#### Testo proposto
==========

Lotteremo da una generazione all’altra! Le lezioni del movimento organizzato contro la guerra in Vietnam negli USA all’attuale opposizione alla guerra

Nuova pubblicazione a cura di Cambiare Rotta – Organizzazione Giovanile Comunista.

INDICE

L’internazionalismo come campo di sviluppo del conflitto interno
Cambiare Rotta ……………………………………………………………………. p.3
Fermare la macchina della guerra! L’esempio del Vietnam
Giacomo Marchetti – Rete dei Comunisti …………………………………….. p.11
Lottare nel ventre della bestia
Da ”Amore e Lotta. Autobiografia di un rivoluzionario
negli Stati Uniti”
, David Gilbert …………………………………………….. p.23

L’internazionalismo come campo di sviluppo del conflitto interno

Abbiamo deciso di pubblicare alcuni estratti dell’autobiografia di David Gilbert, esponente del movimento rivoluzionario statunitense, formatosi nelle mobilitazioni contro la guerra del Vietnam. Gilbert ha poi continuato la sua attività militante all’interno prima dei Weathermen Underground, e poi nel Black Liberation Army, due tra le principali organizzazioni rivoluzionarie armate che si svilupparono negli Usa a partire dal movimento studentesco degli anni sessanta e dal movimento per la liberazione degli afroamericani. Per la sua militanza rivoluzionaria David ha scontato 40 anni di prigione nel sistema detentivo americano.

Riteniamo che l’autobiografia di David Gilbert sia particolarmente interessante per mettere in luce uno degli aspetti centrali nello sviluppo dei movimenti di protesta che spesso hanno portato alla nascita di organizzazioni rivoluzionarie in tutto l’Occidente nel periodo a cavallo tra gli anni sessanta e settanta. Diverse di queste organizzazioni hanno rappresentato un pericolo concreto per molti governi dall’Europa agli Stati Uniti, a Israele e al Giappone, ovvero per l’intero imperialismo occidentale. La caratteristica comune a questi movimenti e organizzazioni che sono passati dalla protesta di massa al tentativo di portare la “guerra in casa”, è stata l’importanza che ha avuto la dimensione internazionale del conflitto di classe e il ruolo di collante e radicalizzazione che le lotte di liberazione in atto in decine di paesi, di quello che allora veniva chiamato “terzo mondo”, hanno avuto per movimenti giovanili e per consistenti segmenti provenienti dal movimento operaio storico nonché dalle organizzazioni e dai partiti che lo rappresentavano.

Non furono infatti solo i movimenti e le strutture della nuova sinistra ad essere influenzate dalle vicende cinesi, cubane, algerine e soprattutto dalla guerra di liberazione portata avanti dal Fronte di Liberazione Nazionale del Vietnam. Gli eventi e le teorie che si sviluppavano a decine di migliaia di chilometri di distanza ebbero un effetto nella dialettica interna pure ai maggiori partiti comunisti e operai dell’Europa, producendo rotture anche drastiche nonché accelerando e incrementando lo sviluppo di esperienze radicali che spesso sfociarono pure in esperienze di lotta armata. Negli Usa, paese in cui il movimento operaio e comunista fu pesantemente represso per tutti gli anni ’50 , le avventure imperialiste in Africa, America Latina e l’intervento diretto in Vietnam hanno dato vita ad un esteso e radicale movimento di protesta che ha portato alla ribalta quello che rimaneva delle organizzazioni storiche del movimento di classe, e ha favorito lo sviluppo di un esteso movimento contro la guerra e l’interventismo.

==========

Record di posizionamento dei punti
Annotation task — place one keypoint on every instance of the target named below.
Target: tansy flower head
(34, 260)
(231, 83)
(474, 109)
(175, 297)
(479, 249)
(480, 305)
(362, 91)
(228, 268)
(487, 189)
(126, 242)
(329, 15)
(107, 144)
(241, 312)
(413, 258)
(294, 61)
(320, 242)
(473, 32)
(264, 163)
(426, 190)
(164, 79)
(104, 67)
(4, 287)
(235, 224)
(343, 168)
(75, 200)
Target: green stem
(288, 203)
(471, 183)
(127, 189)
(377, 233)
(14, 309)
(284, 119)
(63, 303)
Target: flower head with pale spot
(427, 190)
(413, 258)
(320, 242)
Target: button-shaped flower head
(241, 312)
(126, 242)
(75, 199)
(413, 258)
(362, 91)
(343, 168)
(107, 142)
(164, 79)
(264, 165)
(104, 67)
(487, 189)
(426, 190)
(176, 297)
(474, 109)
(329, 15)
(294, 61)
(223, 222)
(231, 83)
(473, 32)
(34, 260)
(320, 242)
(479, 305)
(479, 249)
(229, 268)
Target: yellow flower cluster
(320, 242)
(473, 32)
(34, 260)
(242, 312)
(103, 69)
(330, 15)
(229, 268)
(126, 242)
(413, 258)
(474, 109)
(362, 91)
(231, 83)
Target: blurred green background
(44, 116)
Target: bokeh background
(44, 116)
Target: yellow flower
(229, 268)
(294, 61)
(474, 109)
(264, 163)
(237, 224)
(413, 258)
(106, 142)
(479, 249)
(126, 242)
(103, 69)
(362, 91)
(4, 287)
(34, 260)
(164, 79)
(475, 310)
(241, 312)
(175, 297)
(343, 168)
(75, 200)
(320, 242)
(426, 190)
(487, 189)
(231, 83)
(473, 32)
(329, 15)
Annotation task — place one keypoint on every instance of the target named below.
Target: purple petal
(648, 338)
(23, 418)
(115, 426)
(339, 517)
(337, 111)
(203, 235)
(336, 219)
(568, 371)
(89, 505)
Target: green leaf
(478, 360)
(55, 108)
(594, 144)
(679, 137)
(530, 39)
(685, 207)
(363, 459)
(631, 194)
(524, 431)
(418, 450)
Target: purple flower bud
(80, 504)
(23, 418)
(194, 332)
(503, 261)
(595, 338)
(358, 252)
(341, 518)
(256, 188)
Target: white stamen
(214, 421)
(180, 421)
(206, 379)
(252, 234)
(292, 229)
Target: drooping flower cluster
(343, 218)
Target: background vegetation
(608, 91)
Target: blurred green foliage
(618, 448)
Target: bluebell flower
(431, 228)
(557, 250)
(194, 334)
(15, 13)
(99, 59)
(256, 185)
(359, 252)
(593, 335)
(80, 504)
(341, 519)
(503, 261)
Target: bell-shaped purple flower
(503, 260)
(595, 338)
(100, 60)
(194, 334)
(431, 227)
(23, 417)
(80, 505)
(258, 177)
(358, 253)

==========

#### Obiettivi
1 – Riporta come elenco JSON di stringhe le righe dei record, a partire da quella che contiene "Target: drooping flower cluster" e fino alla fine dei record, una stringa per riga e senza le righe vuote.
2 – Continua il testo sul movimento statunitense contro la guerra in Vietnam scrivendo il paragrafo che segue l'ultimo riportato.
Questi record non hanno alcun legame con il testo.

#### Risultati
1 –
[
  "Target: drooping flower cluster",
  "(343, 218)",
  "Target: background vegetation",
  "(608, 91)",
  "Target: blurred green foliage",
  "(618, 448)",
  "Target: bluebell flower",
  "(431, 228)",
  "(557, 250)",
  "(194, 334)",
  "(15, 13)",
  "(99, 59)",
  "(256, 185)",
  "(359, 252)",
  "(593, 335)",
  "(80, 504)",
  "(341, 519)",
  "(503, 261)",
  "Target: bell-shaped purple flower",
  "(503, 260)",
  "(595, 338)",
  "(100, 60)",
  "(194, 334)",
  "(431, 227)",
  "(23, 417)",
  "(80, 505)",
  "(258, 177)",
  "(358, 253)"
]

2 –
I movimenti contro la guerra e in sostegno alle lotte di liberazione hanno favorito una imponente politicizzazione di ampi settori di ceto medio e anche di piccola borghesia bianca, soprattutto all’interno delle università, in senso antimperialista e anticapitalista. Tali movimenti, e le organizzazioni che in questi nacquero, trovarono un alleato naturale nel movimento degli afroamericani che proprio in quegli anni stava compiendo un salto di qualità estremamente significativo. Si passava infatti da una mobilitazione che faceva dei “diritti civili” l’obiettivo massimo della lotta, ad una complessa e articolata galassia di realtà che sempre più assumevano il marxismo come punto di riferimento, arrivando giustamente a definirsi come un esercito che combatteva una guerra contro la colonizzazione interna. Tra queste strutture sicuramente le più importanti furono le Black Panther Party of Self Defense. Per le organizzazioni della “nazione nera” interna agli states fu una costante cercare legami collaborazioni e ispirazione da tutto quello che avveniva nel terzo mondo, dall’Africa all’Asia. Era così forte infatti il vento che soffiava dal Sud del mondo da portare la bufera fin dentro le metropoli imperialiste.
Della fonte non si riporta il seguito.